> **GOAL OF THE EXERCISE**
In the records below, find the line with "Target: cliff edge" and the line with "Target: coastal bluff"; return exactly those lines and every line between them.

> **RECORDS**

┌──

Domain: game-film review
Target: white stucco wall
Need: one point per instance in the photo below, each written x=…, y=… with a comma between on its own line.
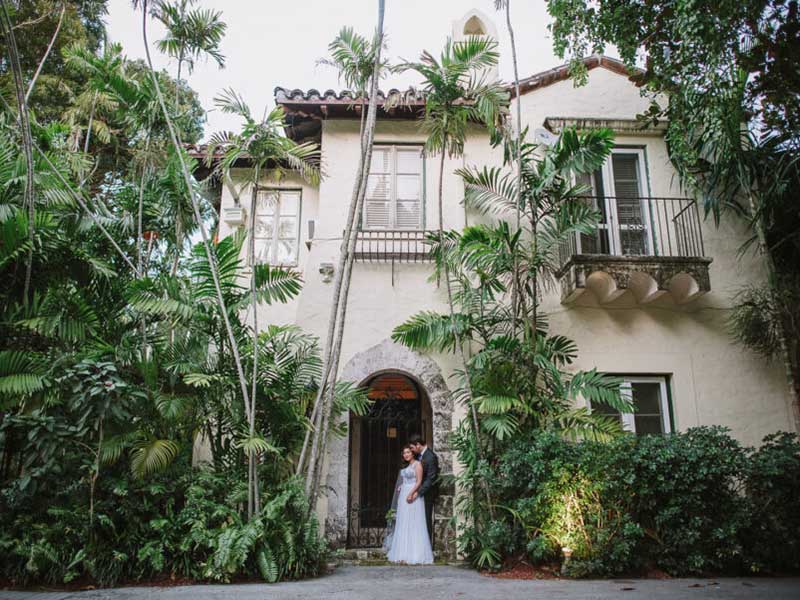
x=712, y=380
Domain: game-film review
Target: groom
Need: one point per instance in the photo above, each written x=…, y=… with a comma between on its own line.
x=430, y=478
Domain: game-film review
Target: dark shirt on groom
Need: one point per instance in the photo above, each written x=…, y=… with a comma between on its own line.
x=430, y=485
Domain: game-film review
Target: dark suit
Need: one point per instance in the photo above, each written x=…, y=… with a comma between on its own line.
x=430, y=485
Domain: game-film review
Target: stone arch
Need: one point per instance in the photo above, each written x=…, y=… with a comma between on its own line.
x=389, y=357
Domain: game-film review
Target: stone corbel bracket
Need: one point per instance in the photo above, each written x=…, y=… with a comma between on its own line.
x=647, y=277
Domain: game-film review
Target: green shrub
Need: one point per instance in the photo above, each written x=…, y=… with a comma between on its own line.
x=772, y=481
x=183, y=523
x=687, y=503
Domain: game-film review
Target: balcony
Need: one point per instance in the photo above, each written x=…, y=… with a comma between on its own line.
x=648, y=246
x=392, y=245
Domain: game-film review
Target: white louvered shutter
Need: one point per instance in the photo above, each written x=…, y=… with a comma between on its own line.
x=408, y=211
x=378, y=200
x=626, y=171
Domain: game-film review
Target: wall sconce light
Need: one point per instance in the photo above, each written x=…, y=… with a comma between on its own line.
x=326, y=270
x=567, y=552
x=234, y=215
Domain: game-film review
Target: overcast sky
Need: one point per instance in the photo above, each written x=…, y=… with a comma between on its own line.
x=273, y=43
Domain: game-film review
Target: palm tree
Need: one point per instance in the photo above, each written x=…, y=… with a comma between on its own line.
x=29, y=199
x=360, y=64
x=517, y=146
x=456, y=94
x=187, y=177
x=191, y=33
x=521, y=377
x=265, y=146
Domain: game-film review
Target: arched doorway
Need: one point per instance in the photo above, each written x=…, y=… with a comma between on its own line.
x=399, y=409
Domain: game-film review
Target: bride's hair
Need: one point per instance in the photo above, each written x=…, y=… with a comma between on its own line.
x=408, y=447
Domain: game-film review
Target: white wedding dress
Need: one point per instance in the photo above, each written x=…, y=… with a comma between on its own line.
x=410, y=542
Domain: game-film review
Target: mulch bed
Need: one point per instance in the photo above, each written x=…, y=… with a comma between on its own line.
x=519, y=569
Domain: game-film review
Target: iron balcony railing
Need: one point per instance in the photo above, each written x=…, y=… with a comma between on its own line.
x=640, y=226
x=392, y=245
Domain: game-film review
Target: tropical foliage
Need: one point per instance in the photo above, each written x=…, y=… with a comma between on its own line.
x=726, y=82
x=514, y=375
x=118, y=368
x=698, y=507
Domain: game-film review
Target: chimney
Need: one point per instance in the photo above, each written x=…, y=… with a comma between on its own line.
x=475, y=23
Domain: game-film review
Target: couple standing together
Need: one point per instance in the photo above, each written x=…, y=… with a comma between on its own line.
x=408, y=537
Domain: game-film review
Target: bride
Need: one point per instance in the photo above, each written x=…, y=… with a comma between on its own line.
x=407, y=538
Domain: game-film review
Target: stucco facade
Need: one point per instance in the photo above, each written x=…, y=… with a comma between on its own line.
x=709, y=379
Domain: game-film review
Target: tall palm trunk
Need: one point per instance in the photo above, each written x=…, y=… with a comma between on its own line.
x=788, y=356
x=367, y=139
x=47, y=52
x=337, y=286
x=212, y=262
x=253, y=502
x=458, y=341
x=514, y=281
x=27, y=140
x=333, y=344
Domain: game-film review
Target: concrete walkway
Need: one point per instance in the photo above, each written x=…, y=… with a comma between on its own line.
x=437, y=583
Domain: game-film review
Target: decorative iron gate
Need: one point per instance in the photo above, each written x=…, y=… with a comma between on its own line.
x=379, y=437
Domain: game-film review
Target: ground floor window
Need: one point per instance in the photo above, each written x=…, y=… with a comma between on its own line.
x=650, y=397
x=277, y=226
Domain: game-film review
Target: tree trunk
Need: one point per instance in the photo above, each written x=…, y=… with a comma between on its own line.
x=789, y=357
x=253, y=503
x=454, y=325
x=46, y=54
x=27, y=141
x=198, y=218
x=327, y=388
x=514, y=282
x=337, y=286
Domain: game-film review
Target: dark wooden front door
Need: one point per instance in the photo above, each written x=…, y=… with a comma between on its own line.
x=378, y=439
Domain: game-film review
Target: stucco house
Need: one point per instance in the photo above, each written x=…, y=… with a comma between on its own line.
x=644, y=298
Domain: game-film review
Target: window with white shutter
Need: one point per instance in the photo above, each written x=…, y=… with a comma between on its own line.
x=650, y=398
x=394, y=189
x=277, y=226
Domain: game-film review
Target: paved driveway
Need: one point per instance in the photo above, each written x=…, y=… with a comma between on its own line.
x=435, y=583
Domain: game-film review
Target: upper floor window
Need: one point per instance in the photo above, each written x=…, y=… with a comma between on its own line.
x=650, y=401
x=394, y=188
x=277, y=226
x=619, y=191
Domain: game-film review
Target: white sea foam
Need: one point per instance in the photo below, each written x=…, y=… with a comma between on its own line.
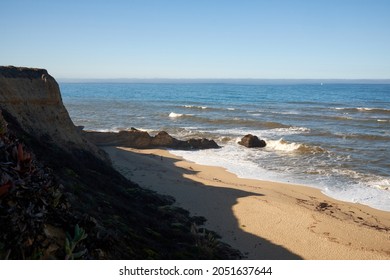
x=196, y=107
x=282, y=145
x=175, y=115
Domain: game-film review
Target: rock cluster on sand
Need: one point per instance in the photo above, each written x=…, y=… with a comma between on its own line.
x=135, y=138
x=252, y=141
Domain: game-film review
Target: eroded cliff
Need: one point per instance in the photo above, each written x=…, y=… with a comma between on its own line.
x=33, y=97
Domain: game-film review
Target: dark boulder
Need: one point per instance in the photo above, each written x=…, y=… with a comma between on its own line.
x=252, y=141
x=163, y=139
x=202, y=144
x=142, y=140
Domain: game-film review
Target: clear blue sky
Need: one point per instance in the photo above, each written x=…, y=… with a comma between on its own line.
x=199, y=38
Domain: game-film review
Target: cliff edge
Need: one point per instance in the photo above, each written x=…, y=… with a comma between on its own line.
x=60, y=199
x=33, y=97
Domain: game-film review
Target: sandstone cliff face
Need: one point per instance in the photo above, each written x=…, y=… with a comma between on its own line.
x=33, y=97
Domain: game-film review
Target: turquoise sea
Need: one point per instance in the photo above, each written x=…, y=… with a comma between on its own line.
x=335, y=137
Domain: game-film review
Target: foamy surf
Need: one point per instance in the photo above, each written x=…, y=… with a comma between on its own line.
x=174, y=115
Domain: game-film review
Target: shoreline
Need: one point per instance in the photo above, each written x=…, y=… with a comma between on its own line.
x=264, y=220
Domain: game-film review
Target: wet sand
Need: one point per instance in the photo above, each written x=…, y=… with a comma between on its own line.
x=264, y=220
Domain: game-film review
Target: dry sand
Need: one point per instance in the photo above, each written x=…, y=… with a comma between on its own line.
x=264, y=220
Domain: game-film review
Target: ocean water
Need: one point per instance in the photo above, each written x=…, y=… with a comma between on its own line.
x=335, y=137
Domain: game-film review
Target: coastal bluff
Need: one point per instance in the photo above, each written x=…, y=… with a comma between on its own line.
x=61, y=198
x=33, y=98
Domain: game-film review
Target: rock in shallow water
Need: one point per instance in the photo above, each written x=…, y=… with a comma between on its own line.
x=252, y=141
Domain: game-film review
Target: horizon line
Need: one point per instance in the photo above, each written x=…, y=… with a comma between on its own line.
x=224, y=80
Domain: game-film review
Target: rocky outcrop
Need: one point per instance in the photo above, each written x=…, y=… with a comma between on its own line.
x=142, y=140
x=252, y=141
x=33, y=97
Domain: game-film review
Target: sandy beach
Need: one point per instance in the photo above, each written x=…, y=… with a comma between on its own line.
x=264, y=220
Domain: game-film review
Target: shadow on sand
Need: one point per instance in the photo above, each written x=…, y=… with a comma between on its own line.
x=214, y=202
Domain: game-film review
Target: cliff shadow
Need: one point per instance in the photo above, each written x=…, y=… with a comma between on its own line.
x=215, y=202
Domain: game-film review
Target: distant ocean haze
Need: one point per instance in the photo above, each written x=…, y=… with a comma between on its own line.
x=330, y=136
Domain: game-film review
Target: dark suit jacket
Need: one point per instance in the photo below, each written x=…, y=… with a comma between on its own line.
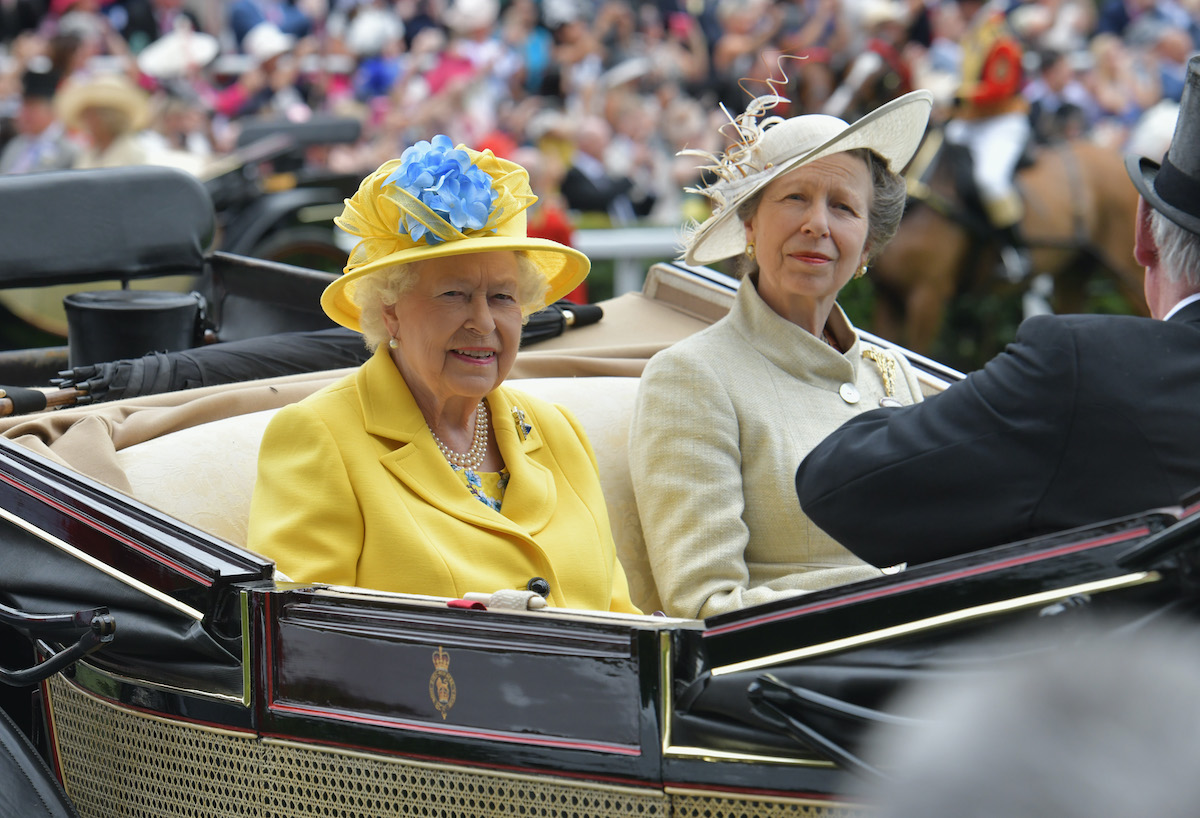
x=1080, y=419
x=588, y=194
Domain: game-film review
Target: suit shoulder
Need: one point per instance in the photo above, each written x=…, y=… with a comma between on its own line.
x=695, y=348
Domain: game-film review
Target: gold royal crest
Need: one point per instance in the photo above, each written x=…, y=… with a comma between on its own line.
x=442, y=690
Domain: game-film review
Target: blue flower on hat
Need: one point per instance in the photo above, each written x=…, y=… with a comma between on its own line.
x=443, y=179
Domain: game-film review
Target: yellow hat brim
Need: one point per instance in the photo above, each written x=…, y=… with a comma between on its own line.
x=564, y=268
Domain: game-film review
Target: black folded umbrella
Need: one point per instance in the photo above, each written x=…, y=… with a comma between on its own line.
x=267, y=356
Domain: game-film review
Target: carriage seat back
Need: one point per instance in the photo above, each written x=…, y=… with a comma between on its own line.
x=106, y=224
x=204, y=475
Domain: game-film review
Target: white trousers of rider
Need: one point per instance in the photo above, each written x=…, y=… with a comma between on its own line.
x=995, y=144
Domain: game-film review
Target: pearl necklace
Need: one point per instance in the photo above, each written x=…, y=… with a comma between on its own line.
x=473, y=458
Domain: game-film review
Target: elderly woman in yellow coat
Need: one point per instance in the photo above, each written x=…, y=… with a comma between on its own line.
x=420, y=471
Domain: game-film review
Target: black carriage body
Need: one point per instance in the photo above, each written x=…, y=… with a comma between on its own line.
x=226, y=687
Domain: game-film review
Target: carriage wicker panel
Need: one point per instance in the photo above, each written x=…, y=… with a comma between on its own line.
x=707, y=805
x=120, y=763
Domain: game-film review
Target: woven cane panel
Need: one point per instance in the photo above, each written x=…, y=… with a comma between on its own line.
x=304, y=781
x=709, y=806
x=118, y=763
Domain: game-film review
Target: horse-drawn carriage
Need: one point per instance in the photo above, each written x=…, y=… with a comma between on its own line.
x=185, y=677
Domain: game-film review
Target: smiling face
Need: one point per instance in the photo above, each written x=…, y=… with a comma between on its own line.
x=459, y=329
x=810, y=235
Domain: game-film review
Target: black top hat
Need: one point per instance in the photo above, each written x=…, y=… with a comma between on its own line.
x=1173, y=187
x=39, y=84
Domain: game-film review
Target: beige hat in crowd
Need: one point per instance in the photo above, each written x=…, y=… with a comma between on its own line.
x=108, y=90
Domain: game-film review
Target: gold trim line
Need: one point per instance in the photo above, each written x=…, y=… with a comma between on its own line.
x=708, y=755
x=977, y=612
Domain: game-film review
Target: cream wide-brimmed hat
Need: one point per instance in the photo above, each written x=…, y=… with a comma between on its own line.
x=438, y=199
x=107, y=90
x=178, y=52
x=774, y=145
x=267, y=41
x=1173, y=185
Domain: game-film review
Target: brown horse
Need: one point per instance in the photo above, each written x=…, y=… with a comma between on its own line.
x=1079, y=222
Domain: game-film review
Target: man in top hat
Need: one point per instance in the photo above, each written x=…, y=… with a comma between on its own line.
x=1080, y=419
x=41, y=142
x=991, y=119
x=108, y=110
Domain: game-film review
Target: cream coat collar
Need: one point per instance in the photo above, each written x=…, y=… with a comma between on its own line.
x=390, y=411
x=793, y=349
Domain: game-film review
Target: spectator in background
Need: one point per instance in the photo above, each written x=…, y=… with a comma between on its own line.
x=991, y=119
x=1099, y=723
x=588, y=185
x=271, y=85
x=245, y=14
x=1060, y=104
x=108, y=110
x=1123, y=84
x=41, y=142
x=547, y=218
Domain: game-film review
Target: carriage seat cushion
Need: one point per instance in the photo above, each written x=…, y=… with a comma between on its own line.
x=204, y=475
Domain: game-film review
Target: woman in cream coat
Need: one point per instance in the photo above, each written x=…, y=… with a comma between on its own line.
x=725, y=416
x=421, y=473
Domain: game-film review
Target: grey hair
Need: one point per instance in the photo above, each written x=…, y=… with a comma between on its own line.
x=888, y=198
x=1179, y=250
x=385, y=287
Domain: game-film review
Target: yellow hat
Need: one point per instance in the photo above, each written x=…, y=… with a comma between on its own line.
x=439, y=199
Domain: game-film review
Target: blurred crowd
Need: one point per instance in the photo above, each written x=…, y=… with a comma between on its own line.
x=594, y=96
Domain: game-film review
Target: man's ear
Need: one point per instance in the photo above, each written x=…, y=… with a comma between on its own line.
x=1145, y=248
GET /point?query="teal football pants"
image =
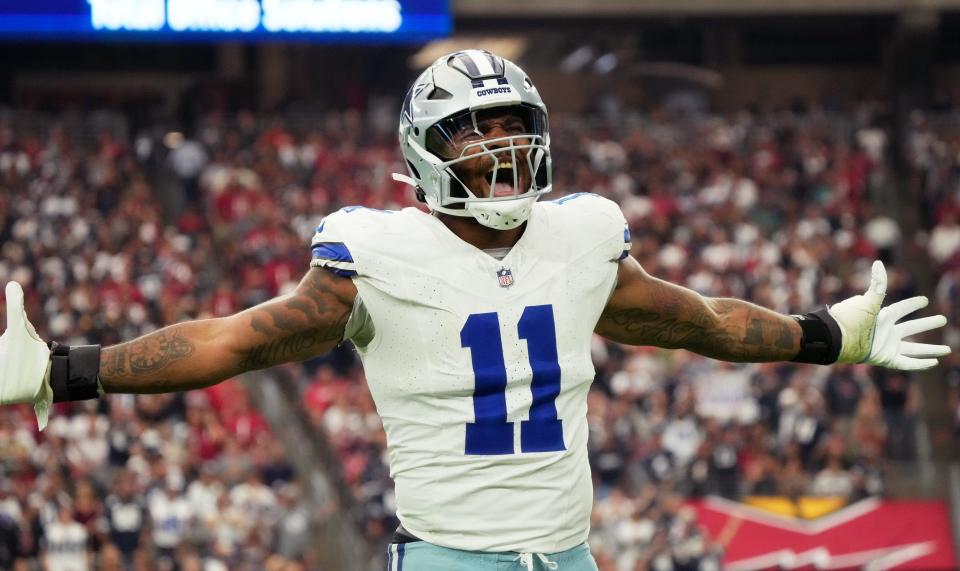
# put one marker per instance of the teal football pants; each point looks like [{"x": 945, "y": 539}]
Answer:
[{"x": 423, "y": 556}]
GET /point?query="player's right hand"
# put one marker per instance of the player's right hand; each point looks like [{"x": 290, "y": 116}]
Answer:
[
  {"x": 24, "y": 359},
  {"x": 871, "y": 334}
]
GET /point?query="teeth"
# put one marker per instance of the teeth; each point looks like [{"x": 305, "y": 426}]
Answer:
[{"x": 502, "y": 165}]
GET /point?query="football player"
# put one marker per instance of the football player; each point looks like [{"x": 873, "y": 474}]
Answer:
[{"x": 474, "y": 324}]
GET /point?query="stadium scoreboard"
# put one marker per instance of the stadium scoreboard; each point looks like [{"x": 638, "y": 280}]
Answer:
[{"x": 174, "y": 20}]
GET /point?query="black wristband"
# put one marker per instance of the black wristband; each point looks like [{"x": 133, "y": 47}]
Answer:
[
  {"x": 74, "y": 372},
  {"x": 821, "y": 340}
]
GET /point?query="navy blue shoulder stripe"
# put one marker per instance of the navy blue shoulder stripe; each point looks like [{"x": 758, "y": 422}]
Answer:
[
  {"x": 333, "y": 251},
  {"x": 341, "y": 272},
  {"x": 570, "y": 197}
]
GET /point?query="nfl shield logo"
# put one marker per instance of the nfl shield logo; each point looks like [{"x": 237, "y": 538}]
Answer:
[{"x": 505, "y": 277}]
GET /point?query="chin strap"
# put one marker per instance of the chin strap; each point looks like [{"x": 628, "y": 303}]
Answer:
[
  {"x": 404, "y": 179},
  {"x": 421, "y": 196}
]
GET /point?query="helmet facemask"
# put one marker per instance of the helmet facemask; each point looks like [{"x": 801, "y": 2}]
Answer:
[
  {"x": 495, "y": 180},
  {"x": 457, "y": 163}
]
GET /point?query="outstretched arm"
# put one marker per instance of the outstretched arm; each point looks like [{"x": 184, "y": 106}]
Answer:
[
  {"x": 644, "y": 310},
  {"x": 195, "y": 354}
]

└──

> **OUTPUT FOR THIS TASK**
Target: cliff edge
Need: one point per instance in the photo above, each written x=…, y=… with a comma between on its own line.
x=60, y=199
x=33, y=97
Domain: game-film review
Target: sandstone cliff face
Need: one point per instance in the photo above, each written x=…, y=… with a comma between on its own line.
x=33, y=97
Domain: game-film review
Target: turquoise sea
Need: one point per instance in the photo above, each written x=…, y=… with a comma between on its own line.
x=335, y=137
Domain: game-film review
Target: foamy surf
Need: one point per instance in the photo above, each written x=…, y=… with a comma between on its own line.
x=174, y=115
Domain: game-film review
Target: shoreline
Need: one point per instance in the photo above, each written x=…, y=… with a comma between on its own line.
x=264, y=220
Domain: game-film review
Target: wet sand
Need: one point per instance in the photo above, each written x=…, y=… with a comma between on its own line.
x=264, y=220
Domain: game-film review
Target: dry sand
Need: one point per instance in the photo above, each written x=…, y=… with a comma between on its own line.
x=264, y=220
Domain: game-film review
Target: ocean water
Need: one point per instance in the photo above, each written x=…, y=… with a comma between on its own line.
x=335, y=137
Domain: game-film review
Target: coastal bluff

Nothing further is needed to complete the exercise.